▸ **EXTRACT**:
A Note on the Hardness of Verifying and Generating Reductions
Published:
This is a follow-up to my earlier post on The Karp Dataset meant to clarify the sense in which reductions are hard.
Preliminaries
We work with binary strings over the alphabet $\{0,1\}$. Let $\{0,1\}^n$ denote the set of all $n$-bit strings, and $\{0,1\}^* = \bigcup_{n \ge 0} \{0,1\}^n$ denote the set of all finite binary strings. For a string $x$, we write $\lvert x \rvert$ for its length.
Definition (Language). A language (or decision problem) is a subset $L \subseteq \{0,1\}^*$.
The membership problem for $L$ is: given $x \in \{0,1\}^*$, decide whether $x \in L$.
Definition ($\mathsf{P}$). A language $L$ is in $\mathsf{P}$ (polynomial time) if there exists a deterministic Turing machine $M$ (a “decider”) and a polynomial $p$ such that for all $x \in \{0,1\}^*$:
- $M(x)$ halts in at most $p(\lvert x \rvert)$ steps, and
- $M(x) = 1$ if and only if $x \in L$.
Definition ($\mathsf{NP}$). A language $L$ is in $\mathsf{NP}$ (nondeterministic polynomial time) if there exists a polynomial-time computable predicate $R$ (a “verifier”) and a polynomial $s$ such that
\[x \in L \;\Longleftrightarrow\; \exists w \in \\{0,1\\}^{\le s(\lvert x \rvert)} : R(x, w) = 1.\]Here, we call $w$ a witness for $x$. A language is in $\mathsf{coNP}$ if its complement is in $\mathsf{NP}$.

▸ **PROBLEM DETAILS**: Please list each term that the note on reductions introduces with a label starting "Definition".

▸ **INFORMATION GIVEN**:
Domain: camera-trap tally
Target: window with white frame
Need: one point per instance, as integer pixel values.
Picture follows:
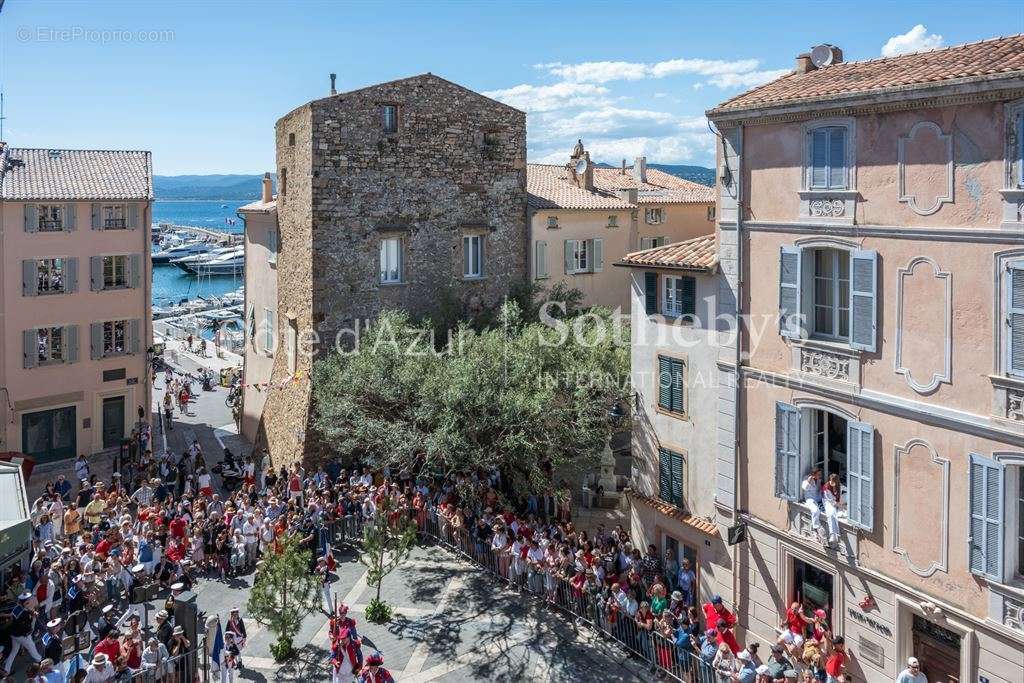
(584, 256)
(51, 217)
(391, 265)
(828, 293)
(680, 296)
(114, 216)
(811, 438)
(472, 256)
(540, 259)
(50, 345)
(828, 164)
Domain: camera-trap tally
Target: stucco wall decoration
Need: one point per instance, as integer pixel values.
(928, 479)
(924, 317)
(925, 161)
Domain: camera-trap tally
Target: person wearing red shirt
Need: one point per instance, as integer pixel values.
(716, 610)
(837, 660)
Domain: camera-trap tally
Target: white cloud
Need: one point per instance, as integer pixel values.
(914, 40)
(551, 97)
(603, 72)
(748, 80)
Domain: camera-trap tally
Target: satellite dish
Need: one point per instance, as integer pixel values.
(822, 55)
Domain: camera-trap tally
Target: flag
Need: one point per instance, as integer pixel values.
(218, 646)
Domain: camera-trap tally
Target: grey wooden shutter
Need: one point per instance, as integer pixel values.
(665, 475)
(96, 341)
(790, 324)
(786, 452)
(71, 215)
(665, 382)
(71, 343)
(96, 273)
(863, 296)
(597, 262)
(31, 218)
(134, 335)
(819, 158)
(135, 270)
(860, 474)
(689, 295)
(71, 274)
(30, 278)
(837, 158)
(650, 292)
(30, 339)
(1015, 321)
(985, 540)
(677, 478)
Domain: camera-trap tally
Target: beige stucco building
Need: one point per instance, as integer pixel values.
(74, 299)
(879, 212)
(260, 306)
(584, 217)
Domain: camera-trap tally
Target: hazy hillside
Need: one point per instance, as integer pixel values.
(706, 176)
(233, 186)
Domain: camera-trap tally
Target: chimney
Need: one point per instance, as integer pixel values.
(640, 169)
(267, 188)
(804, 62)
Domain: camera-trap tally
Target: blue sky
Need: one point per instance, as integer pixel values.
(202, 83)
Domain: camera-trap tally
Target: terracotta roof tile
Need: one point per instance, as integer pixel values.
(699, 523)
(549, 187)
(76, 174)
(995, 57)
(696, 254)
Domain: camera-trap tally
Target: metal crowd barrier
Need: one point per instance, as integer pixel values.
(659, 652)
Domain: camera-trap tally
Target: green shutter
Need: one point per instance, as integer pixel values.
(689, 295)
(650, 292)
(665, 475)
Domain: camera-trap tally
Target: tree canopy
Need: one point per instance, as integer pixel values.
(525, 397)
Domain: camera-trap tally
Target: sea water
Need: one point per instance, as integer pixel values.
(171, 284)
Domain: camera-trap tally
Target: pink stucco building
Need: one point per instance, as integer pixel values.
(878, 210)
(74, 298)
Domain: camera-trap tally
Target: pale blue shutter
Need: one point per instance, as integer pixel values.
(31, 218)
(837, 158)
(1015, 321)
(71, 274)
(788, 292)
(860, 474)
(30, 339)
(30, 278)
(71, 343)
(70, 215)
(819, 158)
(985, 541)
(863, 300)
(786, 452)
(597, 262)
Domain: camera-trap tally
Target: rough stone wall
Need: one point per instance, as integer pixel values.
(457, 163)
(287, 409)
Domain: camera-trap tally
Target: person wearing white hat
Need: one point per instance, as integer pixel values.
(912, 673)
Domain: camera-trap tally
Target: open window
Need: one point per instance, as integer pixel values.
(809, 438)
(828, 293)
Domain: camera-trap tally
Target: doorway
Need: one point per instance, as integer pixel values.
(49, 435)
(114, 421)
(938, 649)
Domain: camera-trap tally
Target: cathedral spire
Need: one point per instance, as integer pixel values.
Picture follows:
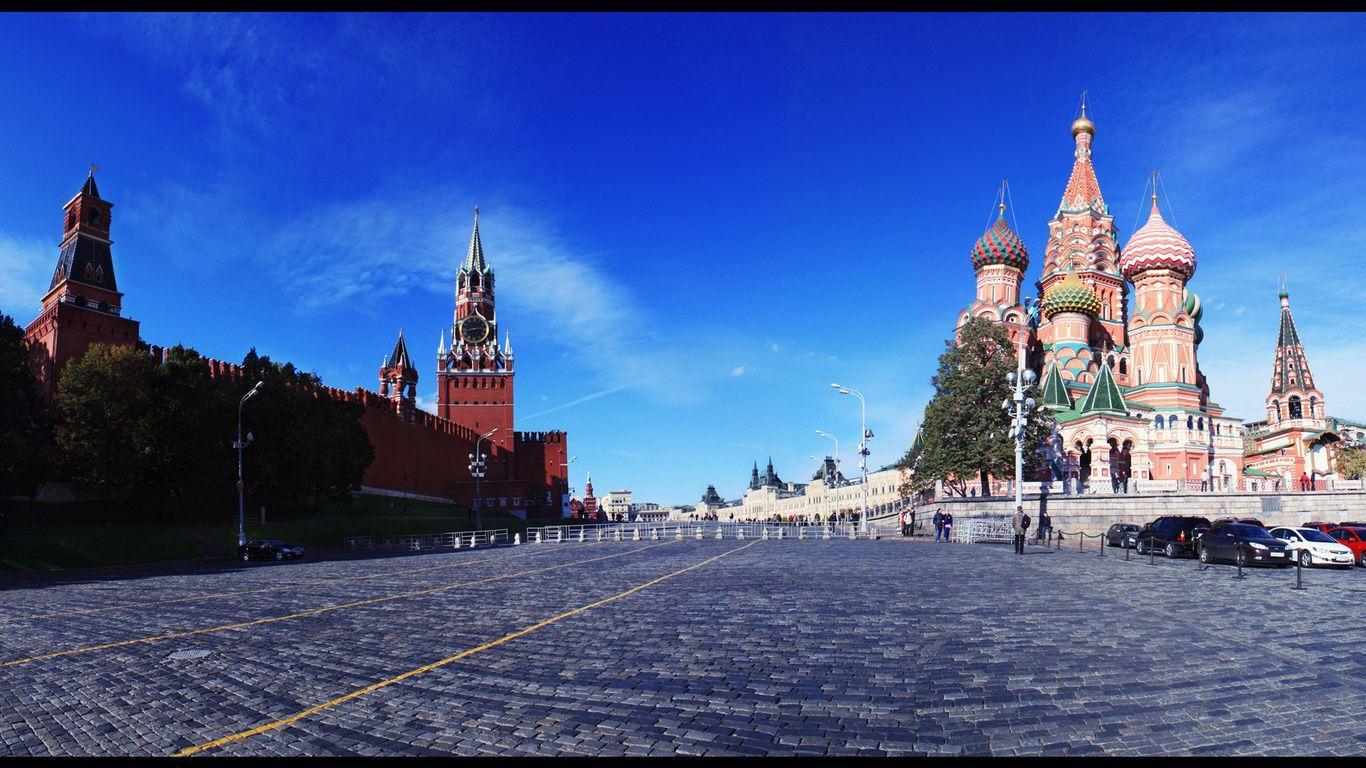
(1083, 190)
(474, 256)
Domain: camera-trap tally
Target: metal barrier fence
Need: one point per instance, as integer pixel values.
(430, 543)
(691, 529)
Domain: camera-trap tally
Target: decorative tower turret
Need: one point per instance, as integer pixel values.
(1082, 238)
(82, 304)
(1000, 258)
(1070, 306)
(1159, 261)
(474, 373)
(399, 380)
(1294, 395)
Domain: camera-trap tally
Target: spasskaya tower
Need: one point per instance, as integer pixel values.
(474, 373)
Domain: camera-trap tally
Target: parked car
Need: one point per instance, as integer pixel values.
(1313, 547)
(1243, 544)
(269, 550)
(1122, 535)
(1354, 539)
(1169, 535)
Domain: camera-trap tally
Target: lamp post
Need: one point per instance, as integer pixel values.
(239, 444)
(1019, 407)
(865, 433)
(477, 468)
(568, 489)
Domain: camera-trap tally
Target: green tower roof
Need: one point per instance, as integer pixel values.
(1105, 395)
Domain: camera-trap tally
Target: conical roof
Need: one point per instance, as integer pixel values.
(1105, 395)
(1156, 245)
(1000, 245)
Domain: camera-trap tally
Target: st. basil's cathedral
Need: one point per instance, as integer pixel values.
(1115, 343)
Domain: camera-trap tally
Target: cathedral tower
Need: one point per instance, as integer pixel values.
(82, 304)
(399, 380)
(474, 375)
(1082, 238)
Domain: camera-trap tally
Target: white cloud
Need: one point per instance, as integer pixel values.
(25, 264)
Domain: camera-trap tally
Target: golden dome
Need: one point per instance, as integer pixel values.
(1083, 125)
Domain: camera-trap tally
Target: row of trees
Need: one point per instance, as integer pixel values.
(965, 436)
(155, 439)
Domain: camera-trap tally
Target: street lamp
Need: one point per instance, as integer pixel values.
(568, 489)
(477, 468)
(1019, 407)
(865, 433)
(239, 444)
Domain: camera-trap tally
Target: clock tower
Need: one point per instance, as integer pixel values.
(474, 373)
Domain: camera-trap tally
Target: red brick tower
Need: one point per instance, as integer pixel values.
(399, 380)
(84, 304)
(474, 375)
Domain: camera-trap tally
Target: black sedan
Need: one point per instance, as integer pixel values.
(269, 550)
(1243, 544)
(1122, 535)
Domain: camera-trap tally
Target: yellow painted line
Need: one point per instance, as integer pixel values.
(312, 611)
(221, 595)
(358, 693)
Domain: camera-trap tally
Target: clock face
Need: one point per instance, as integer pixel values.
(474, 330)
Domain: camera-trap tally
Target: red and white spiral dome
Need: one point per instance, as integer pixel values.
(1156, 245)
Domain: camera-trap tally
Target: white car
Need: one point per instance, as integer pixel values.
(1313, 547)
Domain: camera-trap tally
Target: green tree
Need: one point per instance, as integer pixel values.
(22, 417)
(103, 432)
(965, 435)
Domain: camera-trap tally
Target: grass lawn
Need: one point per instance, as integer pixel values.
(96, 545)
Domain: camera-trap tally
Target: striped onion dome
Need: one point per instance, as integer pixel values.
(1071, 295)
(1000, 245)
(1156, 245)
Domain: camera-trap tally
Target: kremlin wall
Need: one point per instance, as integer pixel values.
(415, 454)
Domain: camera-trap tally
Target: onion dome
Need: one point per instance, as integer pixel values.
(1071, 295)
(1156, 245)
(1191, 306)
(1083, 125)
(1000, 245)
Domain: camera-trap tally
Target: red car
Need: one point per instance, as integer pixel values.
(1354, 539)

▸ **RESULT OF THIS TASK**:
Language
P
NP